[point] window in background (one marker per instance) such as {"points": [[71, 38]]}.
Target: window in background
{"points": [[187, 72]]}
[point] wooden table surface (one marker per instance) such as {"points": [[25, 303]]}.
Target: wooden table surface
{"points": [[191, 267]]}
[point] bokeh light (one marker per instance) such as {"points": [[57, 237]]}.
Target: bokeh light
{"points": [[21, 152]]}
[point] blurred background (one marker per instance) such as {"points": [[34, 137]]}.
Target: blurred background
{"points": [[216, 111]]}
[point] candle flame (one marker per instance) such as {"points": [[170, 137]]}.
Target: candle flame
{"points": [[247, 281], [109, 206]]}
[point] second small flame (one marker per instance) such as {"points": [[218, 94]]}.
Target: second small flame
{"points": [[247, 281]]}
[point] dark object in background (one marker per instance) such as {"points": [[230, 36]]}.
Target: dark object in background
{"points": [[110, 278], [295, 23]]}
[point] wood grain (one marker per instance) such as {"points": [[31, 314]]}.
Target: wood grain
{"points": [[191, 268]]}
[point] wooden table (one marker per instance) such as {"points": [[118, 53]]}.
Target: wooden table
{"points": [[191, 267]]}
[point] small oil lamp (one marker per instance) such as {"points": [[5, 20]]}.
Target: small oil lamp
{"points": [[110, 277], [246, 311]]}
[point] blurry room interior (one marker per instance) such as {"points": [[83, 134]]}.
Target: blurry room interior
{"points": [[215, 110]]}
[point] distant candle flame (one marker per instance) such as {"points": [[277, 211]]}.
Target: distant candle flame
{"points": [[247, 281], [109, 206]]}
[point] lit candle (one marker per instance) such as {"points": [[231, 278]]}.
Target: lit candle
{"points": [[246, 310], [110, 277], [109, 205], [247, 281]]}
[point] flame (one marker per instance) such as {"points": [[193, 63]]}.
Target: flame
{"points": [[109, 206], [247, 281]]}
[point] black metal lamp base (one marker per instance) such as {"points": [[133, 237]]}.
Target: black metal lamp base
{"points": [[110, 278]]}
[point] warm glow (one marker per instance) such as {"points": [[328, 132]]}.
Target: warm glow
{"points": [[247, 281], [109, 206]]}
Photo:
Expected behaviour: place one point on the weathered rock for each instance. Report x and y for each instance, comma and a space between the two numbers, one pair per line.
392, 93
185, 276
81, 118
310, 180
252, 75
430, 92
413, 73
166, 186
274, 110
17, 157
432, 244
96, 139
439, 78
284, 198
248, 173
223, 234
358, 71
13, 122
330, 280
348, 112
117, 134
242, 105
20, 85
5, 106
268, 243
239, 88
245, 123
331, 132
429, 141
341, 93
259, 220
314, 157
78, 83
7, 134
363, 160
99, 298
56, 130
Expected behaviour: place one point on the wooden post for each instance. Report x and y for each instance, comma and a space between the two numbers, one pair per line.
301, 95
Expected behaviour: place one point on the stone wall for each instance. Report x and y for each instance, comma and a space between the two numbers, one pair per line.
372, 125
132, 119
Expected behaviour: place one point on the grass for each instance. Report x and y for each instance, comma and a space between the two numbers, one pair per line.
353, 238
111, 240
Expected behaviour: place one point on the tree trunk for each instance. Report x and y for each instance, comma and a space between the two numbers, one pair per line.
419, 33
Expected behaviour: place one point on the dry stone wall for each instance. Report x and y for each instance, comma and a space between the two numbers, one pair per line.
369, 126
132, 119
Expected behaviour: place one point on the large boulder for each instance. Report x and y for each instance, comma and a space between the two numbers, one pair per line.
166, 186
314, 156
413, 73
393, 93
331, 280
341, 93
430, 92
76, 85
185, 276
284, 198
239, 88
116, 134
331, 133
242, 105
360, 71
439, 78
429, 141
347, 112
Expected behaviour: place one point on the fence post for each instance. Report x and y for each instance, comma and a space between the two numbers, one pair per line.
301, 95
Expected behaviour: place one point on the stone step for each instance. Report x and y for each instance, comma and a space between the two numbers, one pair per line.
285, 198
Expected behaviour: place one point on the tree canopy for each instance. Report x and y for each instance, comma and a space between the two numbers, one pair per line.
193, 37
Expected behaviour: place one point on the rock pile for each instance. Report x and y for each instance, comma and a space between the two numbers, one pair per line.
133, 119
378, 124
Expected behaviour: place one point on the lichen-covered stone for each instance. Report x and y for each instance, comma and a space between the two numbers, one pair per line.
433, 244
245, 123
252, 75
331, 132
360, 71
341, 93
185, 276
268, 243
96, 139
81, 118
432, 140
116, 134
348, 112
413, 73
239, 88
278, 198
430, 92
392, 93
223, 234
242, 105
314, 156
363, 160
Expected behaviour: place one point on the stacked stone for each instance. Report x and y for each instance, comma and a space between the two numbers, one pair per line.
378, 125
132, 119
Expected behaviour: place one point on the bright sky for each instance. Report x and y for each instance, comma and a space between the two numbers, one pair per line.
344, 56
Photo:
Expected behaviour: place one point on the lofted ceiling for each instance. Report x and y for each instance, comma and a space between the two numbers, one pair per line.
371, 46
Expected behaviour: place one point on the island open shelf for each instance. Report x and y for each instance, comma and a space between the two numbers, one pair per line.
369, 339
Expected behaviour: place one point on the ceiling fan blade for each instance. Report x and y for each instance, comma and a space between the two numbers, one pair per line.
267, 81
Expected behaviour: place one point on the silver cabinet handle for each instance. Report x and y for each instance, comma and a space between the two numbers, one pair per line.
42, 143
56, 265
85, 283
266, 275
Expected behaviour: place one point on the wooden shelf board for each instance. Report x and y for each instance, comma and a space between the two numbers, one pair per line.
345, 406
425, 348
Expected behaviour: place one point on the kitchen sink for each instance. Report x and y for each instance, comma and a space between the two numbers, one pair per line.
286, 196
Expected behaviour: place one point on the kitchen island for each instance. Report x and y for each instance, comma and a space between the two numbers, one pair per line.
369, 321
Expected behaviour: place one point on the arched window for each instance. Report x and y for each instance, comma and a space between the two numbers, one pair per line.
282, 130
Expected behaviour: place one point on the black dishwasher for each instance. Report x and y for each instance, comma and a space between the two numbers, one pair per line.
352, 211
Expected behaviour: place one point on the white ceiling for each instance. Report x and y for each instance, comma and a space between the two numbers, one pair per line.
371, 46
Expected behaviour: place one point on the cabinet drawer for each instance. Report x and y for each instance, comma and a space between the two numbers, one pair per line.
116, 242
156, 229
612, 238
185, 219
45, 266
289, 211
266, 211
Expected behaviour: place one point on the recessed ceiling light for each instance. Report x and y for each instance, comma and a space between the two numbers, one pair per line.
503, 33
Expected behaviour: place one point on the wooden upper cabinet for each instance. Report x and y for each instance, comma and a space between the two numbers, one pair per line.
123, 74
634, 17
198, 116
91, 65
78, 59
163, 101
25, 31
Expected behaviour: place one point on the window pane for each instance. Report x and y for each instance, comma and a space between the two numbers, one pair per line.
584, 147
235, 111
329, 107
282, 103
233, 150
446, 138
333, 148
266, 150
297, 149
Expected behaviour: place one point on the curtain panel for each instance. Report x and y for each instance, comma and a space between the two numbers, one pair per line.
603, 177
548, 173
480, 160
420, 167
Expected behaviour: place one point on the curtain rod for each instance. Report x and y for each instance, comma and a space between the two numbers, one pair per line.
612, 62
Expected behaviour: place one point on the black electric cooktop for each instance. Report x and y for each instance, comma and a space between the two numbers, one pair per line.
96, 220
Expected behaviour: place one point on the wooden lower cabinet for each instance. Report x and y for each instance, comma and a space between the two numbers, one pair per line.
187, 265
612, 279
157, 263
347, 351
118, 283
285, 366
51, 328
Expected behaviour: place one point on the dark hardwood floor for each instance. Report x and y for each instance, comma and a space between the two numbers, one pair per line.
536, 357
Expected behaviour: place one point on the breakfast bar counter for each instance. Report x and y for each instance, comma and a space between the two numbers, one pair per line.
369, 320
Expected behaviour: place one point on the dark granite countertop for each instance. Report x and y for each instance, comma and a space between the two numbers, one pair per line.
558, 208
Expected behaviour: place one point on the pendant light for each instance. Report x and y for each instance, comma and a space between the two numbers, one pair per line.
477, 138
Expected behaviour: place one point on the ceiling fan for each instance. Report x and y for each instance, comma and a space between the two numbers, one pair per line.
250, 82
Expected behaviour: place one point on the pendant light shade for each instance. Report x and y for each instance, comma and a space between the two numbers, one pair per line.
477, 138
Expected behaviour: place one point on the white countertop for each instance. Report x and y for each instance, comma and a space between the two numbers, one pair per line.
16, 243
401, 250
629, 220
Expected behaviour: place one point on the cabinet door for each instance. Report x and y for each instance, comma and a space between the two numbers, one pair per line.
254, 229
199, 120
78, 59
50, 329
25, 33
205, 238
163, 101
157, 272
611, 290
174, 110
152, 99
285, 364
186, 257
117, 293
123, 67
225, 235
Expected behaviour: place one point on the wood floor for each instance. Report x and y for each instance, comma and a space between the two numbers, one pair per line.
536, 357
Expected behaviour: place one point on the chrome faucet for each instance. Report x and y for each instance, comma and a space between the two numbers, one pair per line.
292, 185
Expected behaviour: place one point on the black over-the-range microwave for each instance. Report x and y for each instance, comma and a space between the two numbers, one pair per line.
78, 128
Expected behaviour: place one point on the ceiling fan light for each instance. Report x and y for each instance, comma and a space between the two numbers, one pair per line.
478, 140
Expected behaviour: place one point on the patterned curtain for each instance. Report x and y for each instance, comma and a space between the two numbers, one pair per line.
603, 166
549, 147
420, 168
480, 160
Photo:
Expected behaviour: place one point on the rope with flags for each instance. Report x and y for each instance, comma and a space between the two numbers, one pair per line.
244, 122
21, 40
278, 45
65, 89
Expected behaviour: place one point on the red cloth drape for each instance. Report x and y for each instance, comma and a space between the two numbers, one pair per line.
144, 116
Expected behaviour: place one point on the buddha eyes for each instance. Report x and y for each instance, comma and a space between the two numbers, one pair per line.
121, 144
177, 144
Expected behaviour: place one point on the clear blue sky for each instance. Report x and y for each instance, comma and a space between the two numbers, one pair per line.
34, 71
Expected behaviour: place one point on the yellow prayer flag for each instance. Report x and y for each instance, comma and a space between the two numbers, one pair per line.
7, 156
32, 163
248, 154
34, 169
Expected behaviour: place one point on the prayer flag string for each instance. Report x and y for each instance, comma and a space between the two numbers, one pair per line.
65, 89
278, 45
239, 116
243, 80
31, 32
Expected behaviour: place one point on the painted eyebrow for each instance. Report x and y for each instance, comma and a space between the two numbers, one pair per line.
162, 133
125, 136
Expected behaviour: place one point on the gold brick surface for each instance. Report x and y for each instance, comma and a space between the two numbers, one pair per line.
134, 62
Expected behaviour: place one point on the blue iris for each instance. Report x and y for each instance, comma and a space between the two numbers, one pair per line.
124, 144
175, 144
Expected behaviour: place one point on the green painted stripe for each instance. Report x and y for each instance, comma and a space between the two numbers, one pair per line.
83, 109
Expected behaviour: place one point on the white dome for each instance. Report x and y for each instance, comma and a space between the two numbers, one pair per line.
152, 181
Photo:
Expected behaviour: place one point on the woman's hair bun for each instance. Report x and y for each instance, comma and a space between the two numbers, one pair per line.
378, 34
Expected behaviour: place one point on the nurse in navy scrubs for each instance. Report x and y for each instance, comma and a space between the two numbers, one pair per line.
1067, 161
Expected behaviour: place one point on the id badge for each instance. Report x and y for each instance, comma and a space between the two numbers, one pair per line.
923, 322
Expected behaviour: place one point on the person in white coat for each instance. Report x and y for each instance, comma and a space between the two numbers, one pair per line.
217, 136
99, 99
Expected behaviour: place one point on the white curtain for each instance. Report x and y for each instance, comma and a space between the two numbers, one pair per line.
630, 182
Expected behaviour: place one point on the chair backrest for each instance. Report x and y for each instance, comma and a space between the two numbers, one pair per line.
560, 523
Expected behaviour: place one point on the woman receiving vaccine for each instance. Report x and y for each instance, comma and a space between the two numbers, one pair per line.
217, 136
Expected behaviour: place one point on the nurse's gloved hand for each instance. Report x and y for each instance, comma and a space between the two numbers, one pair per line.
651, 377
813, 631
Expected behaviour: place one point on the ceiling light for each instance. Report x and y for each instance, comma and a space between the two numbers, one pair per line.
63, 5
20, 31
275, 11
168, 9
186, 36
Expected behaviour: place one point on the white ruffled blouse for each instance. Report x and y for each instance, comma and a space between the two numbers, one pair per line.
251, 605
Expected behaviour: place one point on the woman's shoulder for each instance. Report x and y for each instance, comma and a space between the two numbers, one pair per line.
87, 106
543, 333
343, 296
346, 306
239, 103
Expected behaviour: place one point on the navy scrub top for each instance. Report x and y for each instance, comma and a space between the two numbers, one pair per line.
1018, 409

=======

*INSTRUCTIONS FOR THE TASK*
Write out the lines above without changing anything, starting at the line that contains "Expected behaviour: place one point on the woman's shoulder" and stopping after the final line of the records.

*FINAL ANSWER*
Expected behaviour: place one point on the woman's shoulder for each instance. Report x and y for each instance, comma and a space between the two numbers, one pair per line.
87, 106
543, 333
343, 296
346, 306
239, 103
Expected behaviour: place one point on the navy scrub top for each instance. Report x and y for each instance, comma and a space between the two numbers, one pair per line.
1018, 409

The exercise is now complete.